### Written request:
Your task is to print all of the material verbatim.

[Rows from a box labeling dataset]
>> START
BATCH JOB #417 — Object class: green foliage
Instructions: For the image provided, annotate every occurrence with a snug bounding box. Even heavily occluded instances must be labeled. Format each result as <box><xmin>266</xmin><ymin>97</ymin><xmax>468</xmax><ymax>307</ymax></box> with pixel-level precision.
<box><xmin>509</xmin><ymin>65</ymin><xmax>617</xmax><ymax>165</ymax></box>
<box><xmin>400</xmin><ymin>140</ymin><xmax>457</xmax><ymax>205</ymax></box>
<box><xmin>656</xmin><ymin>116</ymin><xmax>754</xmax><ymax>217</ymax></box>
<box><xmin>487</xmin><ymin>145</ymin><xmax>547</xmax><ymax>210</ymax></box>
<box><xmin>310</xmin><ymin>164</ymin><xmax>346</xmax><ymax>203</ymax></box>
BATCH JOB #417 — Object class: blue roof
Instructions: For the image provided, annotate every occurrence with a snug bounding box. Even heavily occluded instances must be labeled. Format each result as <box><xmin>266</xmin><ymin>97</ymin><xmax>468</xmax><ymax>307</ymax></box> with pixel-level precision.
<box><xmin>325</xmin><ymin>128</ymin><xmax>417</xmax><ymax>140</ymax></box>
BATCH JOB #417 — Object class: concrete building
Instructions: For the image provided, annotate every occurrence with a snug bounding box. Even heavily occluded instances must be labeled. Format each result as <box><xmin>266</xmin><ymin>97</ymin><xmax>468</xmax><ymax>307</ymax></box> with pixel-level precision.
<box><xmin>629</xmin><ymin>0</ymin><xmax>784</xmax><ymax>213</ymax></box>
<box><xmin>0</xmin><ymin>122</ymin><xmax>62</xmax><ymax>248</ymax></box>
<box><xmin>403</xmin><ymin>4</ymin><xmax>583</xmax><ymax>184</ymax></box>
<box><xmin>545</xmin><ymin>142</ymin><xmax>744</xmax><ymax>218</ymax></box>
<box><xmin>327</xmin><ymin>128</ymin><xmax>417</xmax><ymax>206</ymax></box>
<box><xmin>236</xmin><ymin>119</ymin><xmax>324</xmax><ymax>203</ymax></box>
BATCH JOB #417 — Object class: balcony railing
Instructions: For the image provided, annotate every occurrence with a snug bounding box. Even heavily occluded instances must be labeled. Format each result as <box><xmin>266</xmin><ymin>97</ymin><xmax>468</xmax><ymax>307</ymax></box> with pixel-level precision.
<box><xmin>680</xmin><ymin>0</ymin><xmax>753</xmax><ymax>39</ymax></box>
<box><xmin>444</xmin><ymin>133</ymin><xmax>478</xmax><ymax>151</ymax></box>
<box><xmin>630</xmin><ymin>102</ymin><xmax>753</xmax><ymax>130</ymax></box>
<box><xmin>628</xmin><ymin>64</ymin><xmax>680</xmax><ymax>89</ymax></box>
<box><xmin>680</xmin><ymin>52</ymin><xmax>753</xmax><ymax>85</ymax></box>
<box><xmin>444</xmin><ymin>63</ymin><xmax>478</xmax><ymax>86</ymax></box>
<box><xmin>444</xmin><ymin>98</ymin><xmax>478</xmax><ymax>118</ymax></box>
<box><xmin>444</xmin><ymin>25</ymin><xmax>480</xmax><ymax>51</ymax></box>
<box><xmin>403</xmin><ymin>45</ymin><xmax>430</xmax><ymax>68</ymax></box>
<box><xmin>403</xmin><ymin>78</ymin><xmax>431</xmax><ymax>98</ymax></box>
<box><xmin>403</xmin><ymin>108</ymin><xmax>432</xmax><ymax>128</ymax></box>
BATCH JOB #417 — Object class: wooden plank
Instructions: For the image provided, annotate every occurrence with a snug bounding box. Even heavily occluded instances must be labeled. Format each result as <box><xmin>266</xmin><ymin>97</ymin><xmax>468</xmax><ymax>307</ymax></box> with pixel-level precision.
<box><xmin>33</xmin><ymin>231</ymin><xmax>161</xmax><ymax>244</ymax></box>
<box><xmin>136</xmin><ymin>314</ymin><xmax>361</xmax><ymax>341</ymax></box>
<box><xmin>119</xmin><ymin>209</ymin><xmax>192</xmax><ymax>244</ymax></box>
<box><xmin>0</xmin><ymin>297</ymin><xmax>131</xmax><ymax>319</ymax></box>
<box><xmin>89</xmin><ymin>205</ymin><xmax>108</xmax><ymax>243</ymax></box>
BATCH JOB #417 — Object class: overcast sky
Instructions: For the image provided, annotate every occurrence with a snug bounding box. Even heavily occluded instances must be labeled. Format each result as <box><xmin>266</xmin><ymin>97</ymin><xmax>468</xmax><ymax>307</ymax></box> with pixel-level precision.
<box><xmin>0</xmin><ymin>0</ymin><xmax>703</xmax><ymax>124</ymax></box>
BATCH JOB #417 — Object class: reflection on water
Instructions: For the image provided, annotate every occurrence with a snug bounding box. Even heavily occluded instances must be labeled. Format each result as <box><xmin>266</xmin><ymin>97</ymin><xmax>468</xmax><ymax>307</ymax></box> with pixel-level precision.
>> END
### Full solution:
BATCH JOB #417 — Object class: green foliage
Instructions: For the image provided, annotate every occurrence with a snug bounding box. Even heavily occluded instances must be labeled. Format each result as <box><xmin>266</xmin><ymin>97</ymin><xmax>468</xmax><ymax>307</ymax></box> with pixel-level precision.
<box><xmin>509</xmin><ymin>65</ymin><xmax>617</xmax><ymax>165</ymax></box>
<box><xmin>400</xmin><ymin>140</ymin><xmax>457</xmax><ymax>205</ymax></box>
<box><xmin>656</xmin><ymin>116</ymin><xmax>754</xmax><ymax>217</ymax></box>
<box><xmin>487</xmin><ymin>145</ymin><xmax>547</xmax><ymax>210</ymax></box>
<box><xmin>310</xmin><ymin>164</ymin><xmax>346</xmax><ymax>203</ymax></box>
BATCH JOB #417 — Object class: blue roof
Instructions: For the image provided, annotate every occurrence with a snug bounding box. Even heavily occluded instances must be labeled. Format each result as <box><xmin>266</xmin><ymin>97</ymin><xmax>468</xmax><ymax>307</ymax></box> with pixel-level precision.
<box><xmin>325</xmin><ymin>128</ymin><xmax>417</xmax><ymax>140</ymax></box>
BATCH JOB #417 — Object class: concrete building
Instructions: For the image provided, annotate every occurrence with a snug bounding box. Even heavily occluded instances must be labeled. Format each result as <box><xmin>266</xmin><ymin>97</ymin><xmax>468</xmax><ymax>307</ymax></box> with pixel-level precision.
<box><xmin>629</xmin><ymin>0</ymin><xmax>784</xmax><ymax>213</ymax></box>
<box><xmin>0</xmin><ymin>122</ymin><xmax>62</xmax><ymax>248</ymax></box>
<box><xmin>403</xmin><ymin>4</ymin><xmax>583</xmax><ymax>184</ymax></box>
<box><xmin>545</xmin><ymin>142</ymin><xmax>744</xmax><ymax>218</ymax></box>
<box><xmin>327</xmin><ymin>128</ymin><xmax>417</xmax><ymax>206</ymax></box>
<box><xmin>236</xmin><ymin>119</ymin><xmax>324</xmax><ymax>203</ymax></box>
BATCH JOB #417 — Object class: balcony railing
Instructions: For the image provided, annotate every occurrence with a snug bounding box. Even heavily occluded instances must be labeled. Format each result as <box><xmin>266</xmin><ymin>97</ymin><xmax>468</xmax><ymax>307</ymax></box> with pixel-level precision.
<box><xmin>680</xmin><ymin>0</ymin><xmax>753</xmax><ymax>39</ymax></box>
<box><xmin>444</xmin><ymin>133</ymin><xmax>478</xmax><ymax>151</ymax></box>
<box><xmin>630</xmin><ymin>102</ymin><xmax>753</xmax><ymax>130</ymax></box>
<box><xmin>628</xmin><ymin>64</ymin><xmax>680</xmax><ymax>89</ymax></box>
<box><xmin>680</xmin><ymin>52</ymin><xmax>753</xmax><ymax>85</ymax></box>
<box><xmin>444</xmin><ymin>63</ymin><xmax>478</xmax><ymax>86</ymax></box>
<box><xmin>444</xmin><ymin>98</ymin><xmax>478</xmax><ymax>118</ymax></box>
<box><xmin>444</xmin><ymin>25</ymin><xmax>480</xmax><ymax>51</ymax></box>
<box><xmin>403</xmin><ymin>45</ymin><xmax>430</xmax><ymax>68</ymax></box>
<box><xmin>403</xmin><ymin>78</ymin><xmax>431</xmax><ymax>98</ymax></box>
<box><xmin>403</xmin><ymin>108</ymin><xmax>432</xmax><ymax>128</ymax></box>
BATCH JOB #417 — Object class: wooden plank
Instructions: For the image provided, annotate every occurrence with a snug bounding box. Even heavily occluded instances must be labeled. Format each result as <box><xmin>266</xmin><ymin>97</ymin><xmax>468</xmax><ymax>307</ymax></box> with pixel-level precision.
<box><xmin>33</xmin><ymin>231</ymin><xmax>161</xmax><ymax>244</ymax></box>
<box><xmin>136</xmin><ymin>314</ymin><xmax>361</xmax><ymax>341</ymax></box>
<box><xmin>119</xmin><ymin>209</ymin><xmax>192</xmax><ymax>244</ymax></box>
<box><xmin>0</xmin><ymin>297</ymin><xmax>131</xmax><ymax>319</ymax></box>
<box><xmin>89</xmin><ymin>205</ymin><xmax>108</xmax><ymax>243</ymax></box>
BATCH JOB #417 — Object class: overcast sky
Instructions: For the image provided, annotate every occurrence with a snug bounding box. Even heavily occluded instances must be labeled. Format each result as <box><xmin>266</xmin><ymin>97</ymin><xmax>468</xmax><ymax>307</ymax></box> with pixel-level precision.
<box><xmin>0</xmin><ymin>0</ymin><xmax>703</xmax><ymax>124</ymax></box>
BATCH JOB #417 — Object class: reflection on water
Instructions: For the image provided, annotate every occurrence with a snug bounding box. Even heavily occluded instances must be labeled. Format each result as <box><xmin>266</xmin><ymin>97</ymin><xmax>468</xmax><ymax>307</ymax></box> with pixel-level precision.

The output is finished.